▶ _HOW TO COMPLETE THIS TASK_:
Copy the passage about Rikki's diagnosis word for word, starting at "And then Rikki" and ending at "Rikki kept getting.".

And then Rikki had another intense stomachache. This time, instead of running to Hadassah like we always did, we ran to the Shaare Zedek ER. Once you’re in the ER, top specialists who are generally impossible to reach are suddenly available for testing. Rikki got an appointment right then for this special diagnostic ultrasound.

This doctor immediately diagnosed Rikki’s problem. There are red dots all along your intestines that are lymph nodes, and Rikki’s were enlarged, bigger than most people’s. We’d seen that ourselves from the gastroscopy. But what this doctor was able to determine was that these swollen lymph nodes were actually the lead point, the cause, of all those intussusceptions that Rikki kept getting.

Every time a person gets sick, the lymph nodes in the whole body swell. You can feel them under your jaw, etc. In Rikki’s case, whenever she got sick, those lymph nodes on her intestines swelled as well. But since they were too large to begin with, they now were large enough to cause a blockage in her intestines. And that was why there were intussusceptions in different places each time; depending on where the lymph nodes were most swollen, that’s where the blockage occurred.

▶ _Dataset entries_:
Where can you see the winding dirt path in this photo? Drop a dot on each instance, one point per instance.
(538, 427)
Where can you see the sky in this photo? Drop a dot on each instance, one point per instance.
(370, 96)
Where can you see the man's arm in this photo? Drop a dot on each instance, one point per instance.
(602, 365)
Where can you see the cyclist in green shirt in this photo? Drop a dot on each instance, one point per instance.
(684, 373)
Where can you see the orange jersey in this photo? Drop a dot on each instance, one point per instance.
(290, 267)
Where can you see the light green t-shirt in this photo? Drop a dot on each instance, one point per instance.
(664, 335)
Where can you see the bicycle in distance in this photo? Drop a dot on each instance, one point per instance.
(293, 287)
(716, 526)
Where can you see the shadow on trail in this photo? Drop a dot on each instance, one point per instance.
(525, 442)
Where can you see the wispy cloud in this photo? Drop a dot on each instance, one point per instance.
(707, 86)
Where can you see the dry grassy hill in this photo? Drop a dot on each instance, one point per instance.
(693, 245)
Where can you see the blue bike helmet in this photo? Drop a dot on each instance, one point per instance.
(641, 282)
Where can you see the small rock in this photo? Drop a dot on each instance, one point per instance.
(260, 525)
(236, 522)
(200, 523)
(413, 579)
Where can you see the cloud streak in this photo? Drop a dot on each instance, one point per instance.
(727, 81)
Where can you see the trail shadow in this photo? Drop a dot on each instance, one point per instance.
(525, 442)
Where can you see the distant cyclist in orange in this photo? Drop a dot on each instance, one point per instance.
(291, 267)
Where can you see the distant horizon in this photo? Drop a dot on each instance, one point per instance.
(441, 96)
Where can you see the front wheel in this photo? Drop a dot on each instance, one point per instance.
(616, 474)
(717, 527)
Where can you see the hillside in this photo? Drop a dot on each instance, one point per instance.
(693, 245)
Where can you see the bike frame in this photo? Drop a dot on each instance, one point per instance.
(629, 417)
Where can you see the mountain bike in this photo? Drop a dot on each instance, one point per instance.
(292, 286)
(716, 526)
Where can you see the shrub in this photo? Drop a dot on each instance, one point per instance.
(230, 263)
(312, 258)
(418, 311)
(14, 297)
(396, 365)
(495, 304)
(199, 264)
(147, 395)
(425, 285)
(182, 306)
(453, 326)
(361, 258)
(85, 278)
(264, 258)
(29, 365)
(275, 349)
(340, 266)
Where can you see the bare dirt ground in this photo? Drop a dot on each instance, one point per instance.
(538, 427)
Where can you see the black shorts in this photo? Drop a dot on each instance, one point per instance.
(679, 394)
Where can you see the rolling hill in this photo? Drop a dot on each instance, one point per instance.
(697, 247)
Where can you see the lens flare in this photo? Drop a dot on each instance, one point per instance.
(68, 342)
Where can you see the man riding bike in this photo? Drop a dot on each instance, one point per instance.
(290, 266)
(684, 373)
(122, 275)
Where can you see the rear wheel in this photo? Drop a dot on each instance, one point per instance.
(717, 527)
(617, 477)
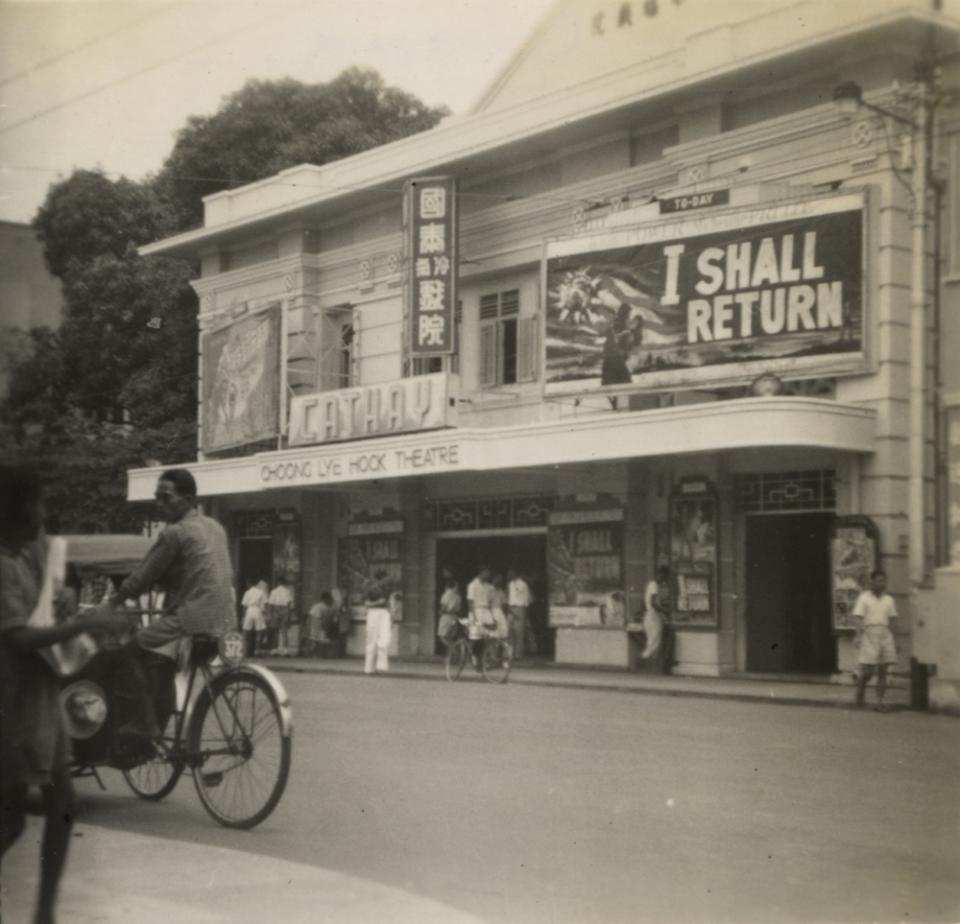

▶ _EXERCISE SOLUTION_:
And then Rikki had another intense stomachache. This time, instead of running to Hadassah like we always did, we ran to the Shaare Zedek ER. Once you’re in the ER, top specialists who are generally impossible to reach are suddenly available for testing. Rikki got an appointment right then for this special diagnostic ultrasound.

This doctor immediately diagnosed Rikki’s problem. There are red dots all along your intestines that are lymph nodes, and Rikki’s were enlarged, bigger than most people’s. We’d seen that ourselves from the gastroscopy. But what this doctor was able to determine was that these swollen lymph nodes were actually the lead point, the cause, of all those intussusceptions that Rikki kept getting.